## Goal
Copy out all of the data below line for line, keeping every character unchanged.

## Excerpted records
· · · · ·

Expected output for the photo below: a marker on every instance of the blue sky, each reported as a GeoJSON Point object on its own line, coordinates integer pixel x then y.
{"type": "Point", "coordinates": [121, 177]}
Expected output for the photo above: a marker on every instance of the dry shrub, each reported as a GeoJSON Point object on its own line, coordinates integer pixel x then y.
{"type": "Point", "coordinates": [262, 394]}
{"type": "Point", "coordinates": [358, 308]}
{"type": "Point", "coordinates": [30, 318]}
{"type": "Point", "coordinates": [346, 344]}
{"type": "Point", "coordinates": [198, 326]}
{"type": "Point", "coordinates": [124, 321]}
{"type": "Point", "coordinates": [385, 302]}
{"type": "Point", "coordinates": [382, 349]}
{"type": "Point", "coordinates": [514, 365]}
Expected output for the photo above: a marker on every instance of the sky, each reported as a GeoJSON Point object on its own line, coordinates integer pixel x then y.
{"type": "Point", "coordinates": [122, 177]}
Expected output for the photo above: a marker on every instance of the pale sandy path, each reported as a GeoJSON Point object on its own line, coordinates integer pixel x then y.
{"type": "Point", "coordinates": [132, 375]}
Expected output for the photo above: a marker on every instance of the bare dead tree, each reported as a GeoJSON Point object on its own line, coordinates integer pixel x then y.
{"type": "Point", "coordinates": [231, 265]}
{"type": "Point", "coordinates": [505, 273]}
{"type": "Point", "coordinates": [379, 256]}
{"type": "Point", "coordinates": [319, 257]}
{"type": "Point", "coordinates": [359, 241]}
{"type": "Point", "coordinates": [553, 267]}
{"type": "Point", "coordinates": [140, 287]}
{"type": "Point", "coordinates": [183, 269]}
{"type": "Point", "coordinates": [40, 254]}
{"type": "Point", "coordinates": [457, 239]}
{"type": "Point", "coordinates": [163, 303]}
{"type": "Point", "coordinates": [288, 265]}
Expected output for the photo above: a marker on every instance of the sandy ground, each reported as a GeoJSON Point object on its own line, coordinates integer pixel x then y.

· · · · ·

## Exercise answer
Expected output for the photo below: a marker on every instance of the blue sky, each reported as a GeoJSON Point object on its own line, coordinates integer pixel x then y.
{"type": "Point", "coordinates": [121, 177]}
Expected output for the photo above: a marker on every instance of the dry shrub, each reported as a GeoJSON Point object on its own line, coordinates integer pixel x then y.
{"type": "Point", "coordinates": [262, 394]}
{"type": "Point", "coordinates": [358, 308]}
{"type": "Point", "coordinates": [30, 318]}
{"type": "Point", "coordinates": [346, 344]}
{"type": "Point", "coordinates": [198, 326]}
{"type": "Point", "coordinates": [124, 321]}
{"type": "Point", "coordinates": [385, 302]}
{"type": "Point", "coordinates": [382, 349]}
{"type": "Point", "coordinates": [514, 365]}
Expected output for the photo above: a marker on every instance of the sky, each reported as a GeoJSON Point object on its own line, coordinates integer pixel x then y.
{"type": "Point", "coordinates": [122, 177]}
Expected output for the photo above: a marker on every instance of the pale sandy path, each reported as a GeoJSON Point object on its own line, coordinates integer pixel x then y.
{"type": "Point", "coordinates": [132, 375]}
Expected output for the photo above: a marker on every instance of the bare dead tree, each reported as a GeoJSON Point object on its own line, coordinates integer pixel x then y.
{"type": "Point", "coordinates": [231, 265]}
{"type": "Point", "coordinates": [505, 273]}
{"type": "Point", "coordinates": [379, 256]}
{"type": "Point", "coordinates": [319, 257]}
{"type": "Point", "coordinates": [359, 241]}
{"type": "Point", "coordinates": [553, 267]}
{"type": "Point", "coordinates": [140, 287]}
{"type": "Point", "coordinates": [183, 269]}
{"type": "Point", "coordinates": [40, 254]}
{"type": "Point", "coordinates": [457, 239]}
{"type": "Point", "coordinates": [163, 303]}
{"type": "Point", "coordinates": [288, 265]}
Expected output for the photo above: a marker on every instance of the sandy ground, each reported as a GeoJSON Point object on its own line, coordinates integer pixel x then y.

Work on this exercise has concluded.